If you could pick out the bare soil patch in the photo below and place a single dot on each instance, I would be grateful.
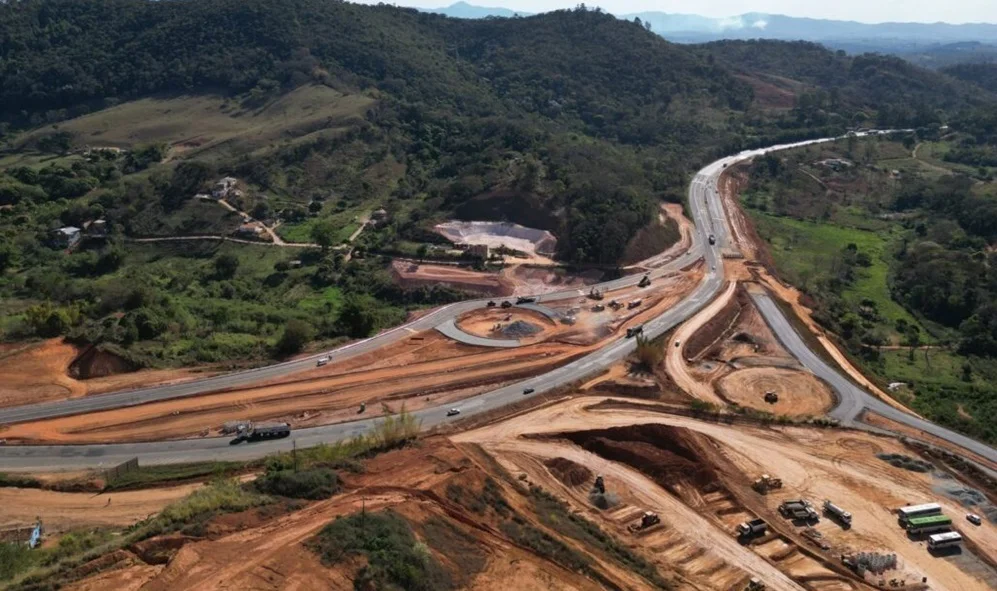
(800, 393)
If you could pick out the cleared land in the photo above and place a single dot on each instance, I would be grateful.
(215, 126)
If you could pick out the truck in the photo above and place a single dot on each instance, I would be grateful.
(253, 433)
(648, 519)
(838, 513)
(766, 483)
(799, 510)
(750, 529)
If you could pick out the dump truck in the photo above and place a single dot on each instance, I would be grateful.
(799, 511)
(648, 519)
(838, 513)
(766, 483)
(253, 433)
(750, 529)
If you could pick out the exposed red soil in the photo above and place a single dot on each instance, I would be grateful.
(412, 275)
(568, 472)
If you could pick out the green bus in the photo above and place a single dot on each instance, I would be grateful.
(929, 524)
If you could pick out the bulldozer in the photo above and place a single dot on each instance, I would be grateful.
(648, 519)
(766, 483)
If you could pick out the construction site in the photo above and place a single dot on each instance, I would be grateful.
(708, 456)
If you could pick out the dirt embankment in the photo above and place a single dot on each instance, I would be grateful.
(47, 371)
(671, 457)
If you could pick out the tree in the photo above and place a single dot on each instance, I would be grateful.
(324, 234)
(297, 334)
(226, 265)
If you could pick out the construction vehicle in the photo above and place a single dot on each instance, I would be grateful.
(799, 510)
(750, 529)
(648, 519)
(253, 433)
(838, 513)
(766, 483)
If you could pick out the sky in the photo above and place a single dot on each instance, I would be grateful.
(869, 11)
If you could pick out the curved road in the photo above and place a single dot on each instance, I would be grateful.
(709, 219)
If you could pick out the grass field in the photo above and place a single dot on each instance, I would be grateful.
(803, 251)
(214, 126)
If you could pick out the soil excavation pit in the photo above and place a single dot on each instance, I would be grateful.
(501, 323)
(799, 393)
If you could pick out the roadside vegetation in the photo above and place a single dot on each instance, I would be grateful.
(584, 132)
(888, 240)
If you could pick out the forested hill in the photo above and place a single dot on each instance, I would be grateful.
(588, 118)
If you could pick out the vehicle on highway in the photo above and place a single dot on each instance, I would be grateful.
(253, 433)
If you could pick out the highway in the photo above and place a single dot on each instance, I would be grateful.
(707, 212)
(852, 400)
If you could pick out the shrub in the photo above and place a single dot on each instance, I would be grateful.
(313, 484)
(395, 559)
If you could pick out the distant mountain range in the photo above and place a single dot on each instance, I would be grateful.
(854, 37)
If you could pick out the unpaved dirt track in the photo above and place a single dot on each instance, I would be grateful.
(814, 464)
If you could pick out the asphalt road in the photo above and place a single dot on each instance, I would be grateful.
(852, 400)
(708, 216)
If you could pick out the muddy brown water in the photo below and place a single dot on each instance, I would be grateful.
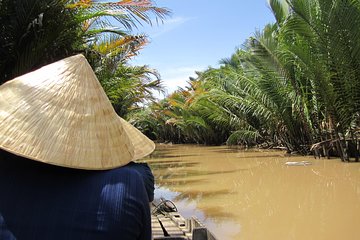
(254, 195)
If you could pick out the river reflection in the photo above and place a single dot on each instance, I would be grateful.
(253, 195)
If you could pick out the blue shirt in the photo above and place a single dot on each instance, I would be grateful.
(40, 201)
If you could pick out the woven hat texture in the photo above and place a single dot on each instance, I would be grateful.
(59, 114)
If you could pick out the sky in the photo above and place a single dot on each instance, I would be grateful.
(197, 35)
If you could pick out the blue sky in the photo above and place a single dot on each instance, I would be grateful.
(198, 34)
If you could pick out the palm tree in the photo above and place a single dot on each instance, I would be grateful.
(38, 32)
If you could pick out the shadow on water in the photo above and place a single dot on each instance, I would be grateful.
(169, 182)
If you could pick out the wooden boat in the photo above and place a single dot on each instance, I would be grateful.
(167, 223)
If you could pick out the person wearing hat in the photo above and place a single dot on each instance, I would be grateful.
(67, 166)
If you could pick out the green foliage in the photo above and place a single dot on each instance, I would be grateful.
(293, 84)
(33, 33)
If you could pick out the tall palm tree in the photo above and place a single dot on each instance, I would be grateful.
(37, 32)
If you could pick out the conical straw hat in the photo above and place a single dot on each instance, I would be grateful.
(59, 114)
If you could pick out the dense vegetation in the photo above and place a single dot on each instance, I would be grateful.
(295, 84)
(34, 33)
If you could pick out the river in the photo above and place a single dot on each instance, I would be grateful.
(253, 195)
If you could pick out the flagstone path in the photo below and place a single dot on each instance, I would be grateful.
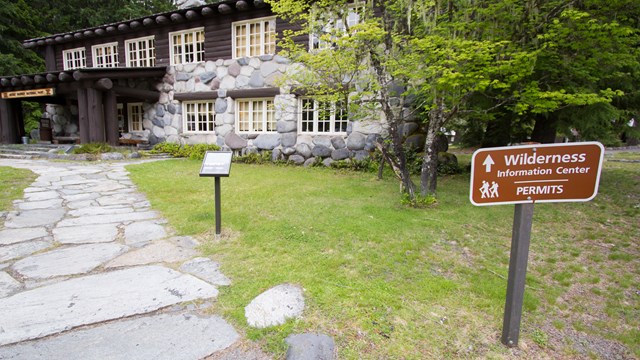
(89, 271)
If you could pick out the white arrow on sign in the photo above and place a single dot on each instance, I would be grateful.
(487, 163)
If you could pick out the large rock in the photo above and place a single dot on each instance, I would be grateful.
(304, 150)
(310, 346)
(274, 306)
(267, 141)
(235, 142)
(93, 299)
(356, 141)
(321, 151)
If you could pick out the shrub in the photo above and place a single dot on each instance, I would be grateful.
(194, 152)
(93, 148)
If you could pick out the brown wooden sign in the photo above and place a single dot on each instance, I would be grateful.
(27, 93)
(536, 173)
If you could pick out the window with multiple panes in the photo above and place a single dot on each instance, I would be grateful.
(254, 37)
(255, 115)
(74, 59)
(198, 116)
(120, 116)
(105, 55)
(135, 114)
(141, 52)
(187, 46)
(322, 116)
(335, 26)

########

- _What to produce_: Restate, word for word, the final stretch of the entries above: the line containing "If you could pick out the white" and every line after it, up to and including the last.

- _The completed task_:
If you could pick out the white arrow on sign in the photo above and place a single dot on each instance, I would be grateful.
(487, 163)
If you could pick out the large rock in the photo above and place a single dot on each instance, I would be grateful.
(304, 150)
(310, 346)
(274, 306)
(267, 141)
(235, 142)
(93, 299)
(356, 141)
(321, 151)
If you could pick out the shrub in the photo above and place a single dot on each instance, I would be grateful.
(194, 152)
(93, 148)
If you could pick out the brown wooden sign in the photo above and place a single dot on each instance, I would be grateful.
(27, 93)
(536, 173)
If you could pick out the window with multiple panes in the photo above and place a single dot on each instance, I would be grateful.
(254, 37)
(255, 115)
(74, 59)
(198, 116)
(120, 116)
(105, 55)
(135, 114)
(141, 52)
(187, 46)
(322, 116)
(335, 26)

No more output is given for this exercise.